**What you will do:**
1. Copy from the Kauai sightseeing passage word for word, starting at "Image courtesy Sarah" and ending at "and take pictures.".
2. According to the Kauai sightseeing passage, what does the name Opaekaa mean?
3. Say whether each statement agrees with the Kauai sightseeing passage, answering yes or no and quoting the deciding words: (a) The mansion at Kilohana Estate is 16,000 square feet. (b) Opaekaa Falls lies on the west side of the island. (c) The Kilohana Estate covers 50 acres.

**Quoted text:**
+ + + +
While you are staying at the Pono Kai Resort, be sure to enjoy all the sites and experiences that make Kauai special. Here are some of the most unique sites to explore:

Opaekaa Falls

Opaekaa Falls

Image courtesy Sarah Richter | Flickr

Widely known as one of the most accessible waterfalls in Kauai, Opaekaa Falls is conveniently located near the Pono Kai Resort in the Wailua area on the east side of the island. Just two miles up Route 580 from Highway 56, there is a roadside lookout point where you can admire the view of the falls and take pictures.

The waterfall is named Opaekaa, or “rolling shrimp,” because the creatures once populated the stream that feeds the falls. While visiting Opaekaa Falls, you can also walk above the lookout point to catch a view of the Wailua River valley and the surrounding plains.

Kilohana Estate

The Kilohana Estate is located just outside of Lihue, a 15-minute drive from Wailua. A restored plantation, the site features tours of a 16,000-square-foot 1930’s Tudor-style mansion. The historic 35-acre estate was once a sugar plantation that played a central role in Kauai’s business, social, and cultural life.

Surrounded by manicured lawns, the Kilohana Estate now offers tropical gardens, Gaylord’s restaurant, and distinctive shops, such as the Koloa Rum Company. You can also explore an old plantation village and tour Kilohana’s working farm with Classic Kauai Plantation Railway. Along with the regularly held Luau Kalamaku, Kilohana Estate often hosts weddings and other special events.

Nounou Mountain

For more adventures on the east side of Kauai, take a hike along the Nounou Mountain range, which is better known as the “Sleeping Giant” because of its distinct shape. Looking at the mountain range from a distance, many people see the shape of a human figure at rest. Hawaiian legend states that the giant slumbers because villagers long ago tricked him into consuming a large number of rocks concealed in poi and fish.
+ + + +
**Material:**

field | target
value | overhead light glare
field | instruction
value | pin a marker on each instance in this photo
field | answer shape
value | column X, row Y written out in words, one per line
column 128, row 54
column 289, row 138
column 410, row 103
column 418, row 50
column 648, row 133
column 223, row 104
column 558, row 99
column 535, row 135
+ + + +
**Outputs by task:**
1.
Image courtesy Sarah Richter | Flickr

Widely known as one of the most accessible waterfalls in Kauai, Opaekaa Falls is conveniently located near the Pono Kai Resort in the Wailua area on the east side of the island. Just two miles up Route 580 from Highway 56, there is a roadside lookout point where you can admire the view of the falls and take pictures.

2. Rolling shrimp.

3.
(a) Yes: "a 16,000-square-foot 1930’s Tudor-style mansion"
(b) No: "in the Wailua area on the east side of the island"
(c) No: "The historic 35-acre estate"